• **Directions for this task**:
Any images in the material are to be dropped while every line is retyped exactly.

• **Data extract**:
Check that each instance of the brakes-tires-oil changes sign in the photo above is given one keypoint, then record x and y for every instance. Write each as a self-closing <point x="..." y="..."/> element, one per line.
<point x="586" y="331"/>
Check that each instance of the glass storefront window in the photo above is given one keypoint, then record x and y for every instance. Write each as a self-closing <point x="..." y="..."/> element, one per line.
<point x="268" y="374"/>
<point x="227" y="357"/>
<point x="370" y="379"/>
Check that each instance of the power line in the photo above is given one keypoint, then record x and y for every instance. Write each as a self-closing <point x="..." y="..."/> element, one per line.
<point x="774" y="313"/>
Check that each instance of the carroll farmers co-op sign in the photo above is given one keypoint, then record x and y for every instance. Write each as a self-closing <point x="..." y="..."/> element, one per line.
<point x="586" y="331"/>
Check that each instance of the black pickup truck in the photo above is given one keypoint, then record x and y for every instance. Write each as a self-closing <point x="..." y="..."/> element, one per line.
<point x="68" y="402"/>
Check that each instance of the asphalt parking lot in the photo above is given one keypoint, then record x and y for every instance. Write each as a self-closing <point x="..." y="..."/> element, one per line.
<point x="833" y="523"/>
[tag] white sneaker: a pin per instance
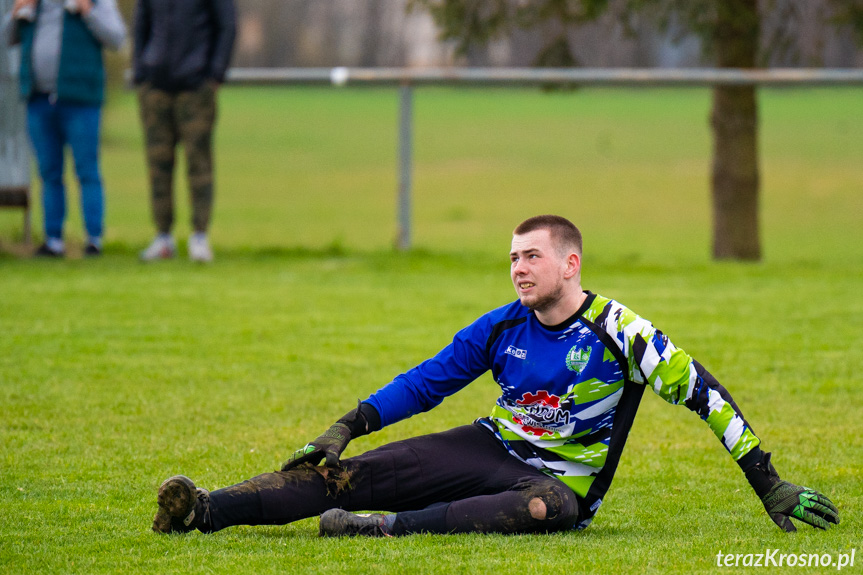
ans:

• **Task output**:
Check that each instance of the brakes-tires-oil changes sign in the photo above is given one keypoint, then record x and y for every instance. Write each as a self-closing <point x="..." y="..."/> element, one per line.
<point x="586" y="331"/>
Check that each instance of the glass storefront window in the photo above is given one keypoint, then record x and y for every instance. Write each as a self-closing <point x="..." y="..."/> element, one per line.
<point x="268" y="374"/>
<point x="227" y="357"/>
<point x="370" y="379"/>
Check that each instance of the power line in the photo above is given one keypoint, then record x and y for every instance. Write each as a self-closing <point x="..." y="..."/> element, one per line.
<point x="774" y="313"/>
Check that each instance of the carroll farmers co-op sign in the photo above is given one keypoint, then record x and y for every instance. Write each as a self-closing <point x="..." y="..."/> element, one per line.
<point x="586" y="331"/>
Check that each instance of the black pickup truck in the photo above is given one keypoint, then record x and y for every instance. Write each as a self-closing <point x="..." y="..."/> element, one per line.
<point x="68" y="402"/>
Check that each instance of the asphalt parking lot in the photo above is given one keypoint, then record x and y for every instance. Write each as a self-closing <point x="..." y="..."/> element, one per line.
<point x="833" y="523"/>
[tag] white sneaker: a pin per instance
ans:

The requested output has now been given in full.